● **提示テキスト**
☆ ☆ ☆ ☆ ☆ ☆ ☆

街を彩る鮮やかな髪色の人々。ブリーチにカラー、パーマなどヘアスタイルを自由に楽しみやすくなったいま、髪をいたわることの重要性も増してきている。髪にとって、何が悪くて、何が心地いいのか?いつまでも美しい髪でいるために、あらためて、髪と頭皮の健康について考えてみよう。
ネガティブをポジティブに変換する
シルクのヘアアクセサリー
《TRESSE》SOPHE Mini ChouChou 2piece in Set5 3300円
SC MINAMO NIGHTCAP RIBBON 9900円
ヘアスタイリストとして活躍するshucoさんが、毛髪診断士の資格をとって活動の場を広げたのは、自分自身の髪へのコンプレックスと向き合ったのがきっかけだという。
「幼少期に円形脱毛症を発症、今日まで最新医療や漢方などあらゆる治療を試してきました。パリで活動していたときは地下鉄の風が強くて、風で髪がめくれて頭皮が見えてしまうのがストレスで。そのときのパートナーには『悪いことをしているわけじゃないのだから、気にしなくていいんだよ。もっと堂々として』と言われ、仕事仲間からは『君はヘアの仕事をしているのに髪がなくなるなんて、皮肉だね』などと言われて、自分自身が否定されたように感じました。その出来事をきっかけに、自分の中にある、自分の髪に対するネガティブな思いと向き合い、ポジティブに変えたいと思うようになったんです」
その後ウィッグの広告撮影の仕事に出会い、「髪の毛は人に自信を与えるもの」と気づかされたことも、現在の仕事につながったという。
「それは髪に編み込むタイプの長期間つけっぱなしにできるウィッグで、私の仕事は、薄毛や部分的に髪のないモデルの子供たちにウィッグをつけ、地毛となじませてスタイリングすることでした。ウィッグがないと恥ずかしくて学校に行けないという子もいて、スタイリングしたあと『ああ、これでやっと学校に行ける』と言っていたのが印象的でしたね。おしゃれが大好きな子ばかりで、ウィッグをつけると、パッと目が輝きだすんです。それを見て、髪の毛はファッション以前に、アイデンティティを支える、すごく大切なものなのだと感じました」

☆ ☆ ☆ ☆ ☆ ☆ ☆

● **課題の指示**
髪と頭皮の健康に関する文章を、「ネガティブをポジティブに変換する」という語句を含むところから「いと思うようになったんです」」のところまで、一字一句変えずに打ち直してください。 データはこの文章とは別の資料です。

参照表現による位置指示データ

☆ ☆ ☆ ☆ ☆ ☆ ☆

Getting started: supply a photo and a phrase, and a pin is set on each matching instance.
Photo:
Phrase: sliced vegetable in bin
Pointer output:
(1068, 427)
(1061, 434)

☆ ☆ ☆ ☆ ☆ ☆ ☆

● **この課題の解答**
ネガティブをポジティブに変換する
シルクのヘアアクセサリー
《TRESSE》SOPHE Mini ChouChou 2piece in Set5 3300円
SC MINAMO NIGHTCAP RIBBON 9900円
ヘアスタイリストとして活躍するshucoさんが、毛髪診断士の資格をとって活動の場を広げたのは、自分自身の髪へのコンプレックスと向き合ったのがきっかけだという。
「幼少期に円形脱毛症を発症、今日まで最新医療や漢方などあらゆる治療を試してきました。パリで活動していたときは地下鉄の風が強くて、風で髪がめくれて頭皮が見えてしまうのがストレスで。そのときのパートナーには『悪いことをしているわけじゃないのだから、気にしなくていいんだよ。もっと堂々として』と言われ、仕事仲間からは『君はヘアの仕事をしているのに髪がなくなるなんて、皮肉だね』などと言われて、自分自身が否定されたように感じました。その出来事をきっかけに、自分の中にある、自分の髪に対するネガティブな思いと向き合い、ポジティブに変えたいと思うようになったんです」